[Selected passage]

Woman Escaped From COVID Prison Camp In Australia And Gives All The Horrid Details

Many people think Australia’s measures to tackle the new coronavirus are downright dystopian, with barbed-wire-lined detention cells for those suspected of possessing COVID-19. It may sound clichéd, but fresh information about how people are processed into the camps proves that the camps’ judgment is correct.

The Daily Wire reported last week that “three teens were caught in Australia after jumping a fence in the middle of the night to escape a COVID-19 quarantine compound.”

“The teens – aged 15, 16, and 17 – had all tested negative for COVID-19 but were being quarantined because they were close contacts of people who had tested positive. They were being held in a COVID-19 quarantine facility in Howard Springs, just outside Northern Territory capital city Darwin,” Australia news outlet ABC reported.

Hayley Hodgson, 26, recently detailed her experience being taken by authorities into the Howard detainment camp, a 2,000 person facility. Hodgson explains that police came to her door and asked if she had a covid test. Hodgson admits she lied and said she had.

But it’s what happened next that took things in a horrifying direction.

“So then the police officers blocked my driveway,” she says.

“I walked out and I said, ‘What’s going on, are you guys testing me for COVID? What’s happening?” They said, ‘No, you’re getting taken away. And you have no choice. You’re going to Howard Springs. You either come with us now, and we’ll put you in the back of the divvy van. Or you can have a choice to get a ‘COVID cab’… I just said, ‘I don’t consent to this. I don’t understand why I can’t just self-isolate at home, like a lot of other people are doing.’ And they just said, ‘We’ve just been told from higher up where to take you. And that’s all that there is.’”

[/Selected passage]
[Data shown]

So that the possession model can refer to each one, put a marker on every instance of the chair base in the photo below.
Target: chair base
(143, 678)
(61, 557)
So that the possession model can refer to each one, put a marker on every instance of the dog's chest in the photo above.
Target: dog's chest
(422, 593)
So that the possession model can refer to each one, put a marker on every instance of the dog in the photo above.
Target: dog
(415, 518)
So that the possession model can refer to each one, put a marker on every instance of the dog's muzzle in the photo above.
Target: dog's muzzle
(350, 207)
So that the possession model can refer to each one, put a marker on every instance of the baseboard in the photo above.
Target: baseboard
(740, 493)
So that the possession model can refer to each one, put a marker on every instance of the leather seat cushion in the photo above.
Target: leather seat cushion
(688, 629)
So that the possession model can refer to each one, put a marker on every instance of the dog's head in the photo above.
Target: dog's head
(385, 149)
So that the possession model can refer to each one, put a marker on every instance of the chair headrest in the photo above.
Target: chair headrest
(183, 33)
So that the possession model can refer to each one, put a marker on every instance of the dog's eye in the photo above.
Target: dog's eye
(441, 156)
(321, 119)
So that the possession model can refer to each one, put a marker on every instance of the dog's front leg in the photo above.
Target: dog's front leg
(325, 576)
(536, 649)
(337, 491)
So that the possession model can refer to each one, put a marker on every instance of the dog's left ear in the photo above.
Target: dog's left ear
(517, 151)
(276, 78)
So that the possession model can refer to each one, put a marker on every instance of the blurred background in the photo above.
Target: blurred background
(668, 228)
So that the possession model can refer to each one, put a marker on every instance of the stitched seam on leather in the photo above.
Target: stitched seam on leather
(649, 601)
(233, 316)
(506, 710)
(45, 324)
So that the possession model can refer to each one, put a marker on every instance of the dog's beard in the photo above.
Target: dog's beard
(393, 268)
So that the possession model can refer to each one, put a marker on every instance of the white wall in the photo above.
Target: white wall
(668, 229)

[/Data shown]

### Work to be completed
Continue the article about Hayley Hodgson being taken to the Howard Springs quarantine facility, starting after its final quoted sentence.

### Exercise output
Howard Springs camp is advertised as “the safest and most functional design for quarantine in Australia” and Hodgson was told she would be able to leave once she tested negative at the state-run facility. However, authorities kept her there for 14 days despite being tested three times. She was even threatened with a fine of $5,000 AUD — the equivalent of $3,510.88— for not wearing a mask at one point.

Hodgson recalls the surreal experience.

“You literally get put on the back of a golf buggy with your bags. And these people are in hazmat suits and everything. They don’t want to come near you because they think you’re infectious. And they literally drop you to your room. And they leave you. They don’t come and say anything, they don’t check-up, they don’t do anything. You get delivered your meals once a day. And you are just left.”

“You feel like you’re in prison. You feel like you’ve done something wrong, it’s inhumane what they’re doing. You are so small, they just overpower you. And you’re literally nothing. It’s like ‘you do what we say, or you’re in trouble, we’ll lock you up for longer.’ Yeah, they were even threatening me that if I was to do this again, ‘we will extend your time in here.’”

Australia is currently building more camps similar to Howard Springs.